*Written request*
Tally the lines in the rows below that contain the string "black", with case counting, and reply with the number alone.

** begin Dataset records **

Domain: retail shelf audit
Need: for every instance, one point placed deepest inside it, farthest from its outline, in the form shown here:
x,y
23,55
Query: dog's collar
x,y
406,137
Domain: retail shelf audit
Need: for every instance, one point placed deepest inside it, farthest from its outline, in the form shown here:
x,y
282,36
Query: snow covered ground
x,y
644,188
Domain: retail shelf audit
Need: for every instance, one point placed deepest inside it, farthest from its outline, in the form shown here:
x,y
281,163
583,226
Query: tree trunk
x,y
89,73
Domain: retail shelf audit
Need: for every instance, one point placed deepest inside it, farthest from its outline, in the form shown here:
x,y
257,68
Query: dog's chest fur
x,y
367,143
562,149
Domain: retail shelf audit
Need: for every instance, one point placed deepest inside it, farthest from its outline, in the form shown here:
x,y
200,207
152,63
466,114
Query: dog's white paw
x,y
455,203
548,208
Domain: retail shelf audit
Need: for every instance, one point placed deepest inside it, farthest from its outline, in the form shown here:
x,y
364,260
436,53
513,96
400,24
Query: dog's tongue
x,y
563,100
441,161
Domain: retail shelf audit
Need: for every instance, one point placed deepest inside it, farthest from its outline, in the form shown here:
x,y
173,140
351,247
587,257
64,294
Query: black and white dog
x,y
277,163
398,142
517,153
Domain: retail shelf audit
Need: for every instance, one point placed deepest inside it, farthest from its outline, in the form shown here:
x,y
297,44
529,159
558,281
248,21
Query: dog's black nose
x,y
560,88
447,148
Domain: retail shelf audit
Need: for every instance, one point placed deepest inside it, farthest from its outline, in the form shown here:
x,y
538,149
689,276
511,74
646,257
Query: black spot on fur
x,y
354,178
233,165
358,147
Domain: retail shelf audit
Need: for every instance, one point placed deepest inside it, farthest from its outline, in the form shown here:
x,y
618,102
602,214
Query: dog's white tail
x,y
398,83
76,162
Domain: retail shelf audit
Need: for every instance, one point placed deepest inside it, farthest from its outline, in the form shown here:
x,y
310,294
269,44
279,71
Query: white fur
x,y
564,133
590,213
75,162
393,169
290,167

** end Dataset records **
** begin Dataset records **

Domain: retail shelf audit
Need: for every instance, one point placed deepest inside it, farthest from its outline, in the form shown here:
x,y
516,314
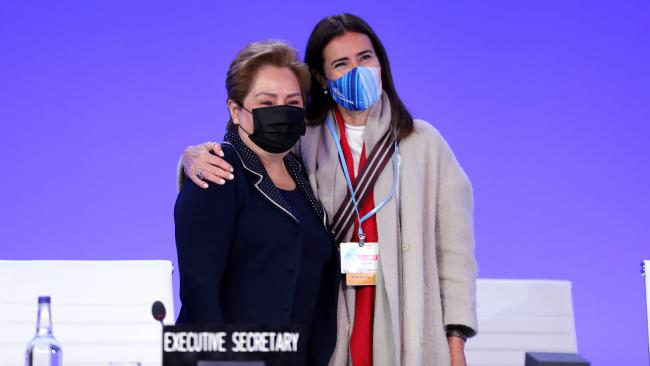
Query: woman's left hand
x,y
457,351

** end Dataset records **

*Full response*
3